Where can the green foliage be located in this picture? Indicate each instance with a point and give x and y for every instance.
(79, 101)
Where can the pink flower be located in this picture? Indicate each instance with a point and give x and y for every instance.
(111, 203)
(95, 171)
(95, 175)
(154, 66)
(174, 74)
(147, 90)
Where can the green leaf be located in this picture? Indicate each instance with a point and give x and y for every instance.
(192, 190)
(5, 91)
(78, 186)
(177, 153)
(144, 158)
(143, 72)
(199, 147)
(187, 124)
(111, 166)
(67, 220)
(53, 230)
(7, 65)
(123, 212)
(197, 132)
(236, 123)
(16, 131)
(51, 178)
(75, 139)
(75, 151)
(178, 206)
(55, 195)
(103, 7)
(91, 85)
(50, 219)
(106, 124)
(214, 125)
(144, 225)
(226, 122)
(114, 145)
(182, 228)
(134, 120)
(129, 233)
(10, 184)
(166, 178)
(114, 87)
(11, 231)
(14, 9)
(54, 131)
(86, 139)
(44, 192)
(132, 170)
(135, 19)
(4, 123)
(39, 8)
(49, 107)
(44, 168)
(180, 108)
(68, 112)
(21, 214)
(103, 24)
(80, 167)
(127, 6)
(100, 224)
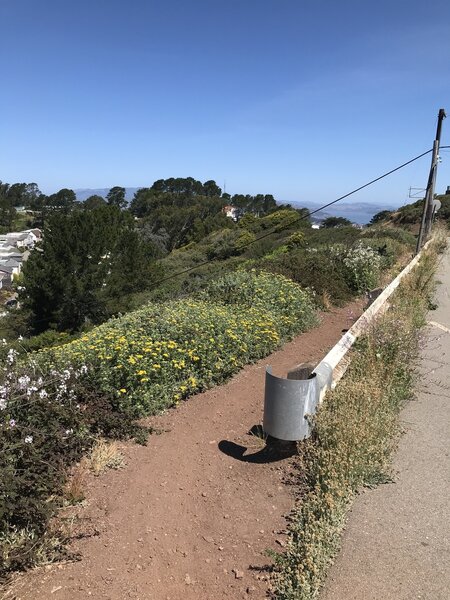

# # # # # # #

## Instructions for the task
Reproduce all the records above, substituting "pink blossom" for "pink flower" and changing nothing else. Leave the pictures out.

## Exercise answer
Where can the green foliage be located in this picture? Indicate each instance with a point and give x and y for every instance.
(79, 101)
Where can the pink blossom be located in this picture? Indicate each instance with a point and give x and y for every instance.
(111, 203)
(95, 171)
(95, 175)
(154, 66)
(174, 74)
(147, 90)
Where can the green leaf be located in this picture? Indicate each instance with a point and give x and y for every instance.
(192, 190)
(5, 91)
(78, 186)
(177, 153)
(144, 158)
(143, 72)
(199, 147)
(187, 124)
(111, 166)
(67, 220)
(53, 230)
(7, 65)
(123, 212)
(197, 132)
(236, 123)
(16, 131)
(51, 178)
(75, 139)
(75, 151)
(178, 206)
(55, 195)
(103, 7)
(91, 85)
(50, 219)
(106, 124)
(214, 125)
(144, 225)
(226, 122)
(114, 145)
(182, 228)
(134, 120)
(129, 233)
(10, 184)
(166, 178)
(114, 87)
(11, 231)
(14, 9)
(54, 131)
(86, 139)
(44, 192)
(132, 170)
(135, 19)
(4, 123)
(39, 8)
(49, 107)
(44, 168)
(180, 108)
(68, 112)
(21, 214)
(103, 24)
(80, 167)
(127, 6)
(100, 224)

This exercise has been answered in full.